## Exercise 1
In the travel account, rewrite the paragraph beginning "Initially hardest blow was my camera" as a short bulleted list that keeps its main facts.
## Exercise 2
Transcribe the travel account from "That night my" up to and including "the next day.".
## Exercise 3
According to the travel account, on what date did things come to a head?
━━━ Extracted text ━━━
That night, August 28, two months after I set out, things came to a head. After Lima my trip had become more emotionally difficult. After I entered Bolivia I had been consistently dreaming of calling friends and having them not hear me, not answering the phone. I dreamed of talking to people through glass, of being in a car driving away and not having them hear me over the engine. There were things I needed to tell them that they were not worried about hearing. This was not the first time I had had dreams like this. I had almost the same ones when I visited South Africa for the first time at age 16.
For the first time on my trip I was homesick. I do not know if it caused the physical illness or visa versa or if they merely fed on each other. The truth is that I was tired from the cold and the altitude. I also had been eating poor food and sleeping only a few hours a night. And I was cold every night. For some reason I was not taking care of myself and the dreams got worse.
That night my camera and wallet were either stolen or somehow left in a taxi, I will never know. It happened because I was worn down and my defenses were simply nonexistent. I wasn’t even aware that I was missing anything until the next day.
Initially hardest blow was my camera. It was something to fight boredom. It was a conversation starter. It was an amazing recorder of my journey and I lost over 400 photos of the festival alone. But most importantly through it I could objectify the world around me. “It’s a pretty picture,” I could tell myself as I snapped away. It was a filter and I used it to give a lot of my trip direction. I did not know any of this until I lost it and in it I had lost my confidence.
I felt as if I were drowning.
Whenever I get this feeling I remember taking my PADI diving certification. A SCUBA diver has neutral buoyancy in water and controls his upward and downward movements (his buoyancy) by expanding or contracting his lungs, in other words by breathing. It is breathing itself that allows the divers to move effortlessly through the water. You only sink when you exhale and you only rise when you inhale.
━━━ Source data ━━━
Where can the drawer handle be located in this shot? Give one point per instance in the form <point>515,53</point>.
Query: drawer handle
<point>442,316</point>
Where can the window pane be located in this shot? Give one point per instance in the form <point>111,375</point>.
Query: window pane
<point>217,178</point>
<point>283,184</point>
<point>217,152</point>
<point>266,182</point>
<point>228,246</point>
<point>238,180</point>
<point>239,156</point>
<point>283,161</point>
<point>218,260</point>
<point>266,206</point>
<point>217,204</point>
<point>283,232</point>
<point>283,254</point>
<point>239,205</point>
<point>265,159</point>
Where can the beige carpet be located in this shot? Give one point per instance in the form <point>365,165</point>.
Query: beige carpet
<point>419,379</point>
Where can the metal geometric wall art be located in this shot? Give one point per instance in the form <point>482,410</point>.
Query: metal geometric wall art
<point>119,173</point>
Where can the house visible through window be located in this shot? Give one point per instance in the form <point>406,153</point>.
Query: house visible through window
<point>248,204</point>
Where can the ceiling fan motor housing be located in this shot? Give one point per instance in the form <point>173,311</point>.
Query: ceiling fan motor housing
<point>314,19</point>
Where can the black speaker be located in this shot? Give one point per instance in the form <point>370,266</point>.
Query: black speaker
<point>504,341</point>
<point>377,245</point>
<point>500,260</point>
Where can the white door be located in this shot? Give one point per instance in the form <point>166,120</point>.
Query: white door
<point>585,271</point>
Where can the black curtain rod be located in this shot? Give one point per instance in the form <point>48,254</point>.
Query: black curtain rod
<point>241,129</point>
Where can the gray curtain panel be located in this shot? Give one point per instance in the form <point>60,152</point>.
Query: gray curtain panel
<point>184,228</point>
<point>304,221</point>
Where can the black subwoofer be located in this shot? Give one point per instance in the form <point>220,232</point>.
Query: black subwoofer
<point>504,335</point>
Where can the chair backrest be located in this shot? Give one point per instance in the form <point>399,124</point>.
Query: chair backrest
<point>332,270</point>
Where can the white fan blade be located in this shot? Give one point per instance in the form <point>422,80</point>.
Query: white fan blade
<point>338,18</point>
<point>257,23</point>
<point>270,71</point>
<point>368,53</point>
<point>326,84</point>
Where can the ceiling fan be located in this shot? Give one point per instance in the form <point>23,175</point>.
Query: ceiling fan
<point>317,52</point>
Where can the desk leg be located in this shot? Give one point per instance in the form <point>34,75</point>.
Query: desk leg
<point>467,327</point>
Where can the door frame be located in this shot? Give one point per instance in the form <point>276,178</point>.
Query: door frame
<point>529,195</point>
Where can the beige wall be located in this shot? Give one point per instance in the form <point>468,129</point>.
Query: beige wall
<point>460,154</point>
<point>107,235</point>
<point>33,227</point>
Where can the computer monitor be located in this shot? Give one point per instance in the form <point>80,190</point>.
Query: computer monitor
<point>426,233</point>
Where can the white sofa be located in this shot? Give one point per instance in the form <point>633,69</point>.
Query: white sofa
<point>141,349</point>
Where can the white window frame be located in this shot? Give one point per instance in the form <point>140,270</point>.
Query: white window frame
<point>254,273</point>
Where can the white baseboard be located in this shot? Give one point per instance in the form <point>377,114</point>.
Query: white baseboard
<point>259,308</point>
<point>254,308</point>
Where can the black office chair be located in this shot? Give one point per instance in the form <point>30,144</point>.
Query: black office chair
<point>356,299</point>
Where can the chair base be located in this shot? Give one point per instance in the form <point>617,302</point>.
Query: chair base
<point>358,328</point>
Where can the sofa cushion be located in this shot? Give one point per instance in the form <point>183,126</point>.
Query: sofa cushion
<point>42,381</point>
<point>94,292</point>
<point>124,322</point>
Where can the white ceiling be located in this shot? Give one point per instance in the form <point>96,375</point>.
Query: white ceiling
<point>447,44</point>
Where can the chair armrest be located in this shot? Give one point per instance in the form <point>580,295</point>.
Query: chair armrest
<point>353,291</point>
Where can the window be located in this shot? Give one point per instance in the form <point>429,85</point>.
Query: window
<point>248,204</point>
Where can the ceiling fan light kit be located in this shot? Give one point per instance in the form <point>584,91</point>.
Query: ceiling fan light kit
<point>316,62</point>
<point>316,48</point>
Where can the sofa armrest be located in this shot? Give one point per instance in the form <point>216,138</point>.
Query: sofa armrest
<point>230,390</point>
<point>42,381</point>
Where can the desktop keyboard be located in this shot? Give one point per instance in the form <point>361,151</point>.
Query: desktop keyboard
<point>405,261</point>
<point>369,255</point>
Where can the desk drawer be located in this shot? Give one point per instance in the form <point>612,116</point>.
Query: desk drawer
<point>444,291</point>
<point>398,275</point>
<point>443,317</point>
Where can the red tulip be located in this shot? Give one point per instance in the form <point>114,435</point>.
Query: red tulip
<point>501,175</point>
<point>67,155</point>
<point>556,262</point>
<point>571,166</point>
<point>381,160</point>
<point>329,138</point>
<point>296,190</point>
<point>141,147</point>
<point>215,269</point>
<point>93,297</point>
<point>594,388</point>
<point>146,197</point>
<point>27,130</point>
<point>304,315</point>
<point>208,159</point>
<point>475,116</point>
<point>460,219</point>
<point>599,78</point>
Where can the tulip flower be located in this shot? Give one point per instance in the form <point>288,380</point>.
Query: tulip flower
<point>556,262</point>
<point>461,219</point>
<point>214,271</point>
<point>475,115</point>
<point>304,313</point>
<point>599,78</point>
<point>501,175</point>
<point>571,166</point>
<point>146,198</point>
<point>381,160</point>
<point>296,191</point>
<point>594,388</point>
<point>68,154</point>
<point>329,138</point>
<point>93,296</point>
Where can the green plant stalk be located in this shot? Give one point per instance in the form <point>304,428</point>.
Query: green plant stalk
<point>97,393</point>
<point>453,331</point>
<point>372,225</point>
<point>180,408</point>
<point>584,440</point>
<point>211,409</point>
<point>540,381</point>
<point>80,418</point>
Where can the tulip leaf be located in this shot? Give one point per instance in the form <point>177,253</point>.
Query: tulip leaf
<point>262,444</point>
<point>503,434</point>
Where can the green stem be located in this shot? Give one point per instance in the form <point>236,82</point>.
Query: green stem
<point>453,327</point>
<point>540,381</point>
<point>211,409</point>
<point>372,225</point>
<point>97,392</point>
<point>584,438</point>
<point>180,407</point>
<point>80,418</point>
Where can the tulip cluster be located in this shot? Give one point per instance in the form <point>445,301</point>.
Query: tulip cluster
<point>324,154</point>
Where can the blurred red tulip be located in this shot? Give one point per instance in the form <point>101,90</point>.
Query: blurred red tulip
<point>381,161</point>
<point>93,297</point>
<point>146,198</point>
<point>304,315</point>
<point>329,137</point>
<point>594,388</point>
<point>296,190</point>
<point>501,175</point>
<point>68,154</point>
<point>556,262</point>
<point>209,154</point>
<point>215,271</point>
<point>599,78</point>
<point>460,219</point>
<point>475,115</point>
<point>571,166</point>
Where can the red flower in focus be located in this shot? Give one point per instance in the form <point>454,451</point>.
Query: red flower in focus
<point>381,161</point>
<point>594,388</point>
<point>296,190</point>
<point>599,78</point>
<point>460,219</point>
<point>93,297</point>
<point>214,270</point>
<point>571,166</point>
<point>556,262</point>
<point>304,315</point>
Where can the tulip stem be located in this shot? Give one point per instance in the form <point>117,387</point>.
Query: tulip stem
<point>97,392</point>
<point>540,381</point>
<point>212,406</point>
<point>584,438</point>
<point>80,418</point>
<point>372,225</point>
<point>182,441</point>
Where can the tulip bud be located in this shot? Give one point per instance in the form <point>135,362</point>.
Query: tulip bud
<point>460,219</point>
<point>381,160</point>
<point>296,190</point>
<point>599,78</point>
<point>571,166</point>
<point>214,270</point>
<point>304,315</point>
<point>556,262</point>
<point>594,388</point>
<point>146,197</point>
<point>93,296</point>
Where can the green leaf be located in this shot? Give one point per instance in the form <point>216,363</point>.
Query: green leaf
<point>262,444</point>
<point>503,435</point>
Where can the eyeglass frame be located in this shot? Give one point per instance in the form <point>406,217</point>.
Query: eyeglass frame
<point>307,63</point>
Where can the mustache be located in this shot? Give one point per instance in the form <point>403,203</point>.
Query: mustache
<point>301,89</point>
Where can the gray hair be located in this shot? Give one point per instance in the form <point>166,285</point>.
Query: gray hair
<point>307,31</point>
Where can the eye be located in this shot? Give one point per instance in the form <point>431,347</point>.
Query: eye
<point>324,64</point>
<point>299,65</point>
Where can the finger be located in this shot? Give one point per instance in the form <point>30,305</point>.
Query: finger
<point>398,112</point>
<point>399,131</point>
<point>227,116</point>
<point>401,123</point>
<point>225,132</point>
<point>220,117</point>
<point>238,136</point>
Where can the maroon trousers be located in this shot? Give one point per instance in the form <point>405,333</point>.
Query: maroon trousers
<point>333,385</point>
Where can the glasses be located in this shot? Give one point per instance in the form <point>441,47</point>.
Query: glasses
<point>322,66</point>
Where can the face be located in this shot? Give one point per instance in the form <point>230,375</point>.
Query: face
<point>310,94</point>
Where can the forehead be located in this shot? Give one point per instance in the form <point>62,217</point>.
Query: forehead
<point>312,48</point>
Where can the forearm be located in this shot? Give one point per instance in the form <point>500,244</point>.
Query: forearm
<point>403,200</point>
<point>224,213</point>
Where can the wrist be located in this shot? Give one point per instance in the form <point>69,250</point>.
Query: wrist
━━━
## Written reply 1
- The loss of the camera was initially the hardest blow.
- It helped fight boredom and started conversations.
- It recorded the journey, and over 400 photos of the festival alone were lost.
- Most importantly, it let the writer objectify the surrounding world, acting as a filter that gave much of the trip direction.
- The writer realized this only after losing it, and with it lost confidence.

## Written reply 2
That night my camera and wallet were either stolen or somehow left in a taxi, I will never know. It happened because I was worn down and my defenses were simply nonexistent. I wasn’t even aware that I was missing anything until the next day.

## Written reply 3
August 28, two months after the trip began.